## Assigned task
Each line below needs to be returned exactly. Skip any picture.

=== Section Start ===

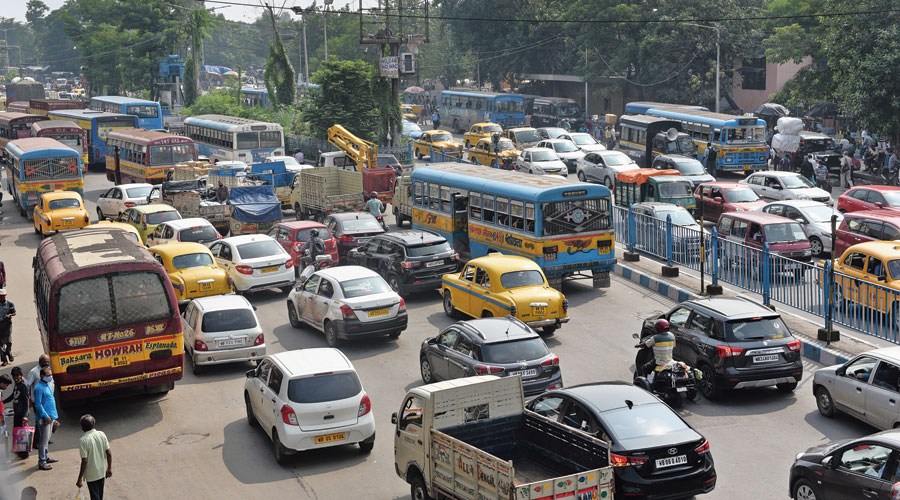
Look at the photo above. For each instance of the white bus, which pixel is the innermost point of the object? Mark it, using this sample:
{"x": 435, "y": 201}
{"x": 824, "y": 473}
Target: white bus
{"x": 221, "y": 137}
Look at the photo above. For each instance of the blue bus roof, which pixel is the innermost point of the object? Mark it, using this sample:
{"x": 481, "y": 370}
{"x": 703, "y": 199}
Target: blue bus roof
{"x": 526, "y": 187}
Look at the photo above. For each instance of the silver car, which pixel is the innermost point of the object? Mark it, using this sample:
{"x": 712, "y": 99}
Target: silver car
{"x": 866, "y": 387}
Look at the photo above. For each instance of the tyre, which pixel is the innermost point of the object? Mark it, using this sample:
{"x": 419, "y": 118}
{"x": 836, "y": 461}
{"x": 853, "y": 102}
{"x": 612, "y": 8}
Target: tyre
{"x": 293, "y": 316}
{"x": 824, "y": 402}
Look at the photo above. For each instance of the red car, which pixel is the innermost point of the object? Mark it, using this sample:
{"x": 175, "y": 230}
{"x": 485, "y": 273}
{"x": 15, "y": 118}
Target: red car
{"x": 720, "y": 197}
{"x": 292, "y": 235}
{"x": 869, "y": 198}
{"x": 866, "y": 225}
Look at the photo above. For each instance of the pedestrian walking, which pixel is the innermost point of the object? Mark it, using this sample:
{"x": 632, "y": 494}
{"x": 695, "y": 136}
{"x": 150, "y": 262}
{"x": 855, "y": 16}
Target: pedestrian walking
{"x": 7, "y": 311}
{"x": 96, "y": 459}
{"x": 45, "y": 413}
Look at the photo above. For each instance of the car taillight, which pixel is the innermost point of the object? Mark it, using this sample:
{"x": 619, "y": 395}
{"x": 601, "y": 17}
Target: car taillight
{"x": 485, "y": 370}
{"x": 703, "y": 448}
{"x": 365, "y": 405}
{"x": 623, "y": 461}
{"x": 347, "y": 312}
{"x": 288, "y": 416}
{"x": 724, "y": 351}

=== Section End ===

## Exercise solution
Look at the photo above. For each instance of the white bus, which pixel is the innermost point of the object? Mark it, using this sample:
{"x": 435, "y": 201}
{"x": 824, "y": 473}
Target: white bus
{"x": 221, "y": 137}
Look at the photo above. For each instance of the blue bus roof, which pixel is the innermost point of the object? Mark it, using this sample:
{"x": 481, "y": 370}
{"x": 703, "y": 199}
Target: blue bus roof
{"x": 526, "y": 187}
Look at the photo above. For each instance of the silver car, which pixel is the innermost point of the object? Mark it, using this sample:
{"x": 712, "y": 99}
Target: silver car
{"x": 866, "y": 387}
Look at the photo above. For each instance of the tyre, which pixel is the innermost point of the object? Mark it, using this sample:
{"x": 419, "y": 118}
{"x": 836, "y": 461}
{"x": 853, "y": 102}
{"x": 612, "y": 8}
Target: tyre
{"x": 293, "y": 316}
{"x": 824, "y": 402}
Look at the photo above. For each instance of the red car, which pixel is the innermost point of the object? Mark it, using this sample:
{"x": 175, "y": 230}
{"x": 485, "y": 273}
{"x": 15, "y": 118}
Target: red car
{"x": 720, "y": 197}
{"x": 292, "y": 235}
{"x": 869, "y": 198}
{"x": 866, "y": 225}
Look at the photo above. For each instance of the pedestrian walking, which pixel is the innermost point of the object? Mark it, using this sample:
{"x": 632, "y": 494}
{"x": 695, "y": 136}
{"x": 150, "y": 262}
{"x": 855, "y": 16}
Target: pedestrian walking
{"x": 7, "y": 311}
{"x": 96, "y": 459}
{"x": 45, "y": 413}
Look at the photo above. For each instance of the car taillight, which pixel is the innermost point of the object? Mark it, using this sample:
{"x": 619, "y": 395}
{"x": 601, "y": 17}
Target: car taillight
{"x": 485, "y": 370}
{"x": 703, "y": 448}
{"x": 365, "y": 405}
{"x": 623, "y": 461}
{"x": 347, "y": 312}
{"x": 288, "y": 416}
{"x": 724, "y": 351}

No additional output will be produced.